▶ [Brontekst]:
Gospel of consumption

 

Managers hadden een plan om arbeiders deze 30-urige week te laten vergeten. Het plan was om de markt te overspoelen met producten en daarmee een kunstmatige behoefte te creëren voor dingen waarvoor men graag langer wilde werken. Charles Kettering van GM merkte op dat de sleutel naar economische groei het creëren van ontevredenheid is. 

 

In de 8 decennia hierna heeft de hightech revolutie de snelheid van productie tot onvoorstelbare niveaus versneld. Het aantal uren dat nodig is om een auto te produceren is teruggebracht tot een fractie van de tijd die nodig was tijdens de sit downs. Automatisering en robotica hebben het personeelsbestand teruggebracht tot minder dan de helft van de piek van 1,5 miljoen in de jaren 70.  De valse belofte van automatisering was meer vrije tijd. Zelfs een subcommissie van de Senaat projecteerde in 1965 een 22-urige werkweek in de jaren 80 en een 14-urige tegen de 21e eeuw. Het tegenovergestelde is gebeurd. De gemiddelde Amerikaan werkte in 2000 199 uur meer dan in 1973. Statistieken van de International Labor Organization tonen aan dat Amerikaanse arbeiders 9 weken meer werken dan West Europeanen. Kwetsbare arbeiders, zoals gastarbeiders, moeten veel werken en werkgevers gebruiken deporatie als drukmiddel en betalen vaak niet 1,5x uit bij overuren.

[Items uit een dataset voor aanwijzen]
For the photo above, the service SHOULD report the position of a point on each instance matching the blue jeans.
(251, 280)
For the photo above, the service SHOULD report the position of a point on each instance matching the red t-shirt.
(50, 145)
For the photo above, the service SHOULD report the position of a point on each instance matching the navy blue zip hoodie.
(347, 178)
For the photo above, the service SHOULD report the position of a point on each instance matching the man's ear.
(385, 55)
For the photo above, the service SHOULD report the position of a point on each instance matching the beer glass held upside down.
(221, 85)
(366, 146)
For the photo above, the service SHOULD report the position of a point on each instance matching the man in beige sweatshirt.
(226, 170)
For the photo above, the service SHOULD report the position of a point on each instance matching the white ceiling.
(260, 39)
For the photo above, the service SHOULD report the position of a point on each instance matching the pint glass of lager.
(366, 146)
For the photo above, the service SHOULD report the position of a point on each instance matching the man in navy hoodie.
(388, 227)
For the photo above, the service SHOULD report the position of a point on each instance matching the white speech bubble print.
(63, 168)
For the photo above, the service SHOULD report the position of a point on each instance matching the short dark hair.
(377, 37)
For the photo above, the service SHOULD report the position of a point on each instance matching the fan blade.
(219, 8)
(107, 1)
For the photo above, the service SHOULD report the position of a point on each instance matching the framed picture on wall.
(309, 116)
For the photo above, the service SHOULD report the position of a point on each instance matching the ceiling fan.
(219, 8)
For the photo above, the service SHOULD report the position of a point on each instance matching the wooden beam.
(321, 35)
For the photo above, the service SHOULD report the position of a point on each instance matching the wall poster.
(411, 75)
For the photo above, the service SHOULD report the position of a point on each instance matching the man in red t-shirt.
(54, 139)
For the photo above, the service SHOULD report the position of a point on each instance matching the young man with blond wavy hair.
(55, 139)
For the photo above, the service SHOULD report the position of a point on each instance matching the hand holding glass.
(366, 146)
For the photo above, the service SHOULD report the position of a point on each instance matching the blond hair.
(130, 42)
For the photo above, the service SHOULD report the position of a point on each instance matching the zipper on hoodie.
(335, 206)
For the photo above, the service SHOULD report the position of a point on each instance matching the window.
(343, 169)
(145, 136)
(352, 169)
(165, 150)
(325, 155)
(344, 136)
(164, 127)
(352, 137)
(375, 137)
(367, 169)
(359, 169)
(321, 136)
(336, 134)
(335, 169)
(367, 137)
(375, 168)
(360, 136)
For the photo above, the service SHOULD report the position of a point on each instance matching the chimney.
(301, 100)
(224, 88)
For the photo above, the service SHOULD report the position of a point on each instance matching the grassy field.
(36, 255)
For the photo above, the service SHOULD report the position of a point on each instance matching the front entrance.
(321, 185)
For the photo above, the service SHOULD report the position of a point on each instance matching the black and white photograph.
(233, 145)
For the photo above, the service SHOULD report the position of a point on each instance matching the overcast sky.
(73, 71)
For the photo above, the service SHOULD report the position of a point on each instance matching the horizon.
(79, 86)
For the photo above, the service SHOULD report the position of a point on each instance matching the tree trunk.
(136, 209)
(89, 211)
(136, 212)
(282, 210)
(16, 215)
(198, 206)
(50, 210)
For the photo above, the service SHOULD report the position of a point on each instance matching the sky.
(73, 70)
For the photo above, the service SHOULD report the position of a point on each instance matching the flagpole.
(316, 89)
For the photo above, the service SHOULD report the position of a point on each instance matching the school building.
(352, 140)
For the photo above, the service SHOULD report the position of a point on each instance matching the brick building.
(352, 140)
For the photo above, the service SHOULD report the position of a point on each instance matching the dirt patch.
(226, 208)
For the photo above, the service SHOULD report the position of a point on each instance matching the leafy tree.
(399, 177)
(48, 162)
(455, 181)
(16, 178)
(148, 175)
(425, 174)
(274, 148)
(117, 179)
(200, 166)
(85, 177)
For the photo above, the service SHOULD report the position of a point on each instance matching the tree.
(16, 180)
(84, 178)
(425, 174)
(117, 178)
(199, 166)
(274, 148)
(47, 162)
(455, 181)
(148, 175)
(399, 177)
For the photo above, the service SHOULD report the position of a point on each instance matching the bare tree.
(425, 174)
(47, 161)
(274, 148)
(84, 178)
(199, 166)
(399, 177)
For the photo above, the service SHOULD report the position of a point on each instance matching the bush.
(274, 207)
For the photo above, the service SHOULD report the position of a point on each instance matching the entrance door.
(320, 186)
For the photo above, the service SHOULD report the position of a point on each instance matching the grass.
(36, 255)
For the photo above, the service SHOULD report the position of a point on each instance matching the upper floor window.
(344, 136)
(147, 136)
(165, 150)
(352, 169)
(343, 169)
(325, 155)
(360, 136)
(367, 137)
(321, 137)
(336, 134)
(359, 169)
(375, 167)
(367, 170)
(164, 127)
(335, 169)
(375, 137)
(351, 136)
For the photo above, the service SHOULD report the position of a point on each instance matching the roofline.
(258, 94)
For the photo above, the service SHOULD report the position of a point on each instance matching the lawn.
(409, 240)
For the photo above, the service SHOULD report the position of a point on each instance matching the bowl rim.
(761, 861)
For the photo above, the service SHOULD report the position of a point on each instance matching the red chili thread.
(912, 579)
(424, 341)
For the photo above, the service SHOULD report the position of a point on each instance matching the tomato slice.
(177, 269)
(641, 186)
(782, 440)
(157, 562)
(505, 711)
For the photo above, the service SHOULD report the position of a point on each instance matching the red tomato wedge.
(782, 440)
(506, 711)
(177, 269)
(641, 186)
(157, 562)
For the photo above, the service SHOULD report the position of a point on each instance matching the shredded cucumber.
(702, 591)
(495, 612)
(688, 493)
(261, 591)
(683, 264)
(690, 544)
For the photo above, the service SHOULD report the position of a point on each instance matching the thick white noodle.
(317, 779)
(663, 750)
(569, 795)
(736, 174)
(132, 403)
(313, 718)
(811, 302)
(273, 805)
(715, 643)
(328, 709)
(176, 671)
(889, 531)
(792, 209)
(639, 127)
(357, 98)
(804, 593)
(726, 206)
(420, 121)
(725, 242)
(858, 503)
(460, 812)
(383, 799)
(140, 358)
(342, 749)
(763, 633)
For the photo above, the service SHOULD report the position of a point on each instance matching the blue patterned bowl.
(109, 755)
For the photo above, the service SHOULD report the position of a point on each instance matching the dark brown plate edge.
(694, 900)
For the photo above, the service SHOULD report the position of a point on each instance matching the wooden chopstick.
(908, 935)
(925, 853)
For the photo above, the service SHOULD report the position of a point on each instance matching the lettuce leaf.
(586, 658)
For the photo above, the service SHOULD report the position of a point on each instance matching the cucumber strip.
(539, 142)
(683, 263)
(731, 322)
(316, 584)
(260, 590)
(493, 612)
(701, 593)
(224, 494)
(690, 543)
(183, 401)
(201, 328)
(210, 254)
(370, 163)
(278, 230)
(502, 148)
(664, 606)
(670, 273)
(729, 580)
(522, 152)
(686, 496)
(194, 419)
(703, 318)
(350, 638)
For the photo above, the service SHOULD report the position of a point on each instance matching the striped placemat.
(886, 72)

▶ [Opdracht]: Vat de brontekst samen in twee zinnen. Baseer je alleen op de brontekst.

▶ [Resultaat]: Managers wilden arbeiders de 30-urige week laten vergeten door de markt te overspoelen met producten en zo een kunstmatige behoefte te creëren aan dingen waarvoor men graag langer wilde werken. Automatisering beloofde meer vrije tijd, maar het tegenovergestelde gebeurde: de gemiddelde Amerikaan werkte in 2000 199 uur meer dan in 1973, en Amerikaanse arbeiders werken 9 weken meer dan West-Europeanen.